42.
Тема жизни и борьбы рабочего класса в 30-е годы играет значительную роль и в других европейских литературах, однако писатели главным образом сосредоточиваются на каком-то эпизоде классовой борьбы, не пытаясь создать такое широкое панно жизни рабочих, как Майерова или позднее Бредель. Можно назвать во французской литературе ряд романов такого рода (например, «Запрещённая демонстрация» Л. Муссиака, «Тяжёлый хлеб» Ж. Фревиля, и др.). Произведения широкого эпического размаха создают в эти годы Арагон (цикл романов «Реальный мир»), А. Зегерс и другие писатели, сближающиеся с концепцией социалистического реализма.
В 30-е годы сама политическая ситуация требовала более сложного подхода ко многим общественным проблемам. Знаменательно в этом отношении выступление Г. Димитрова на VII Конгрессе Коммунистического интернационала в 1935 г., в котором содержались положения, определявшие развитие литературы, связанной с революционным движением: «Мы враги всякой схематичности. Мы хотим учитывать конкретную обстановку в каждый момент и в каждом данном месте, а не действовать по определённому шаблону…» 43. Сохраняя свой боевой накал революционная литература стремится к более глубинному, а, стало быть, более художественному постижению жизни. Обращение к широкой эпике в области романа — одно из проявлений этих тенденций. Общность развития сказывается в том, что теперь проникновение в глубинные духовные сферы человеческой индивидуальности привело к большему использованию классической традиции и в то же время к поискам новых средств расширения эпичности романа, позволяющих ему подняться к синтетическому охвату широких сфер действительности как единого исторического процесса.

○ ○ ○ ○ ○ ○ ○

Что нужно сделать
**1.** В каком году Г. Димитров выступил на VII Конгрессе Коммунистического интернационала, согласно отрывку о литературе 30-х годов?
**2.** Повторите дословно часть отрывка о литературе 30-х годов: всё от слов «Тема жизни и» вниз до слов «концепцией социалистического реализма.» включительно.

Извлечённые строки
○ ○ ○ ○ ○ ○ ○

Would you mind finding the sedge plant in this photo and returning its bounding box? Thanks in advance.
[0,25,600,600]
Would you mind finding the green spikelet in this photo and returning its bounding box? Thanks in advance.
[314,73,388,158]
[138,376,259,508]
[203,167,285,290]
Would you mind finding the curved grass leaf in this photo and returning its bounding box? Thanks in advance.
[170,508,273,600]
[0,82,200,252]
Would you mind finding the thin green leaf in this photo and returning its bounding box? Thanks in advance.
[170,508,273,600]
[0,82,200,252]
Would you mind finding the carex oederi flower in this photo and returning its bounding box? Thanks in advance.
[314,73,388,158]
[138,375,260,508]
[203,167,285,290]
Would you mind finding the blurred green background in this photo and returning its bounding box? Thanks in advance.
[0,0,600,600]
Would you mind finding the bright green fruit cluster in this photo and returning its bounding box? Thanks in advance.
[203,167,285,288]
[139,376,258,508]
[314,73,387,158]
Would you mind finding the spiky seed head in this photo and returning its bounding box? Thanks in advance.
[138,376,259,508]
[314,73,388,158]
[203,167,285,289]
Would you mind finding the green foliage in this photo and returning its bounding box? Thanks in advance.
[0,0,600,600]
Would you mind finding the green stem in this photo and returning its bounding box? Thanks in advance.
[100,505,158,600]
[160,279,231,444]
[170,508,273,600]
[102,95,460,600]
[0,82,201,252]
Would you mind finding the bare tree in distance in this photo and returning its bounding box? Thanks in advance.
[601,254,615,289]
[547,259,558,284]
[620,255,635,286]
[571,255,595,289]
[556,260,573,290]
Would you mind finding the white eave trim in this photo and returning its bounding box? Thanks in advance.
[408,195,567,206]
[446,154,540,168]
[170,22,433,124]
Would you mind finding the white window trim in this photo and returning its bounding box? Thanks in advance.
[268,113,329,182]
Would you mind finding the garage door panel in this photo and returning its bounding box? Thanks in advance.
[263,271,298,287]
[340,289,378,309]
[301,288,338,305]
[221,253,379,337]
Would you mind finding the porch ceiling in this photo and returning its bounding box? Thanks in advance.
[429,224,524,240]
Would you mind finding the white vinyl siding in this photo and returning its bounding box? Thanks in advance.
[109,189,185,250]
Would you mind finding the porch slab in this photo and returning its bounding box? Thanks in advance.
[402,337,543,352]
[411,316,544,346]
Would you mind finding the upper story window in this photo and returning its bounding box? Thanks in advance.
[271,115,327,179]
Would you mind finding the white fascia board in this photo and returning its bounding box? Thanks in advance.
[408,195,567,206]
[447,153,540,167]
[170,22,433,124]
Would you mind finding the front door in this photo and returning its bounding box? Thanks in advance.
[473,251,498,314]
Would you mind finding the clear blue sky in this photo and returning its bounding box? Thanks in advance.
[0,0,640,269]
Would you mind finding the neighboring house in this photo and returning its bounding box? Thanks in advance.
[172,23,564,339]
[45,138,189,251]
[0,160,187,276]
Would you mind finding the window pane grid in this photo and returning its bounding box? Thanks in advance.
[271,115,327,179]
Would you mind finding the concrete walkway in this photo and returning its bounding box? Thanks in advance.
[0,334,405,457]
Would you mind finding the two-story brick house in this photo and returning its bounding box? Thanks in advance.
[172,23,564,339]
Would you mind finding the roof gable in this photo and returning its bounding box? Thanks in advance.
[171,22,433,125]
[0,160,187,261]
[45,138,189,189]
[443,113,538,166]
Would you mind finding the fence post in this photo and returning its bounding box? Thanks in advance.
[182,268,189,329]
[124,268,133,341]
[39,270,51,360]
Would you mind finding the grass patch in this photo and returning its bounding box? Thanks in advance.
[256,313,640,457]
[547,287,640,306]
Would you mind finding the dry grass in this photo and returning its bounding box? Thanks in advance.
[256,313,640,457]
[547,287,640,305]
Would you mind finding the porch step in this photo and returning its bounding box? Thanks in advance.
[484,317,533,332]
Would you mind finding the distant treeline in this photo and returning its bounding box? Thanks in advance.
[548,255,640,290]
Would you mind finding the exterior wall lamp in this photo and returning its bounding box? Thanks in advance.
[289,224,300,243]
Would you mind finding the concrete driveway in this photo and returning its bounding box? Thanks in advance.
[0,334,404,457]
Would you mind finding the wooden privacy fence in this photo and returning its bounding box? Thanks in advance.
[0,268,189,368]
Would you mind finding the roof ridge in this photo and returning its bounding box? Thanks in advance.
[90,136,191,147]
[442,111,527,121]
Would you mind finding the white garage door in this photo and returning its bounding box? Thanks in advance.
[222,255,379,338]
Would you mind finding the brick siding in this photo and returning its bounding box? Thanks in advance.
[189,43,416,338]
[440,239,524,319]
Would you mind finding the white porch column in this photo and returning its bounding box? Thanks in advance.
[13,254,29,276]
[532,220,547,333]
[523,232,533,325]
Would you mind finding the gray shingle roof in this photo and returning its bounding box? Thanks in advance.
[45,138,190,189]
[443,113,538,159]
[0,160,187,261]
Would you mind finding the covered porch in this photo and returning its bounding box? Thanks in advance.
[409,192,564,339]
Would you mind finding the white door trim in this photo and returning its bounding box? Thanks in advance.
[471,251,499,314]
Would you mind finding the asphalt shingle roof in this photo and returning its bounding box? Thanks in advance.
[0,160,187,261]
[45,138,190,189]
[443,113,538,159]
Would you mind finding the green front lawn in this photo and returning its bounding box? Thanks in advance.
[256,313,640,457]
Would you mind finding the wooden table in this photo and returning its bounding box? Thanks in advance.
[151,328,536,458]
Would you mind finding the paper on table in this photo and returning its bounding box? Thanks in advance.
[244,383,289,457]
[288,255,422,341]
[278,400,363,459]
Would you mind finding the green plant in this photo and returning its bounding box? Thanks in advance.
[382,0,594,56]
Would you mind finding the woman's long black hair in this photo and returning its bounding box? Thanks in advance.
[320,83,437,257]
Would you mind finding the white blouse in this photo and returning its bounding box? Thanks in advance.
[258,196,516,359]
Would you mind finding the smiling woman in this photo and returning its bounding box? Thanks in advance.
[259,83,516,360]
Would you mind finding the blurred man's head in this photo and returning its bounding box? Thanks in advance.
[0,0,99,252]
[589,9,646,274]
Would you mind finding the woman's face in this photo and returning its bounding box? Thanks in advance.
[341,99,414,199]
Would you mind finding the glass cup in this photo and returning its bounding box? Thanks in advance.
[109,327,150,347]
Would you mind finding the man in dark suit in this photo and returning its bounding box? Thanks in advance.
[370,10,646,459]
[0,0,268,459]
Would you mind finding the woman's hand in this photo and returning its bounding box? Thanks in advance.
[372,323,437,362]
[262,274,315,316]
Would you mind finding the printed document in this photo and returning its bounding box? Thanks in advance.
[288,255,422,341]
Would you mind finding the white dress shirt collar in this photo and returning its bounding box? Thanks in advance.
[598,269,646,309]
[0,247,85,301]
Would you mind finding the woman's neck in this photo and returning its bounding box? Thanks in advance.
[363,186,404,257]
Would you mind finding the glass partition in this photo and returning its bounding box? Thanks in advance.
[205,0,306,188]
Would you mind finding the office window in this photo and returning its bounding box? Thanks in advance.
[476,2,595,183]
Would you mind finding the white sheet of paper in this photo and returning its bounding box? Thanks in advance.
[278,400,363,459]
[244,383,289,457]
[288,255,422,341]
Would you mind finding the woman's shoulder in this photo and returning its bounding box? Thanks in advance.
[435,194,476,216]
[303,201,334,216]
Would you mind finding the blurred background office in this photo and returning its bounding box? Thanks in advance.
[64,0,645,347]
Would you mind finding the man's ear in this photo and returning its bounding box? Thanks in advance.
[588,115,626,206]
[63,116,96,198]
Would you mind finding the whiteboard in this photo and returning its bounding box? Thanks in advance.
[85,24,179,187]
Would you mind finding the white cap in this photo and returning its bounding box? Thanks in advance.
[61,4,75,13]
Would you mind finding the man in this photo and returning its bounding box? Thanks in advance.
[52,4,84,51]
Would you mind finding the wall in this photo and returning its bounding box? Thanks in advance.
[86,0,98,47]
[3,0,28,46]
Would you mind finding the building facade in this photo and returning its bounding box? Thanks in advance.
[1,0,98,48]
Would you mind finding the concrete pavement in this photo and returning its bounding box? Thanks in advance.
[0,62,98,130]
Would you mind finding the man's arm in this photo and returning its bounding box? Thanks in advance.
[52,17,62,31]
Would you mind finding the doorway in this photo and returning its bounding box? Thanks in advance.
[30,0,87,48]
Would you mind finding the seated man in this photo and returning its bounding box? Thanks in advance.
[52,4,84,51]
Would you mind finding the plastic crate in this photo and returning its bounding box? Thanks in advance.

○ ○ ○ ○ ○ ○ ○

Ответы по заданиям
**1.** В 1935 году.

**2.**
Тема жизни и борьбы рабочего класса в 30-е годы играет значительную роль и в других европейских литературах, однако писатели главным образом сосредоточиваются на каком-то эпизоде классовой борьбы, не пытаясь создать такое широкое панно жизни рабочих, как Майерова или позднее Бредель. Можно назвать во французской литературе ряд романов такого рода (например, «Запрещённая демонстрация» Л. Муссиака, «Тяжёлый хлеб» Ж. Фревиля, и др.). Произведения широкого эпического размаха создают в эти годы Арагон (цикл романов «Реальный мир»), А. Зегерс и другие писатели, сближающиеся с концепцией социалистического реализма.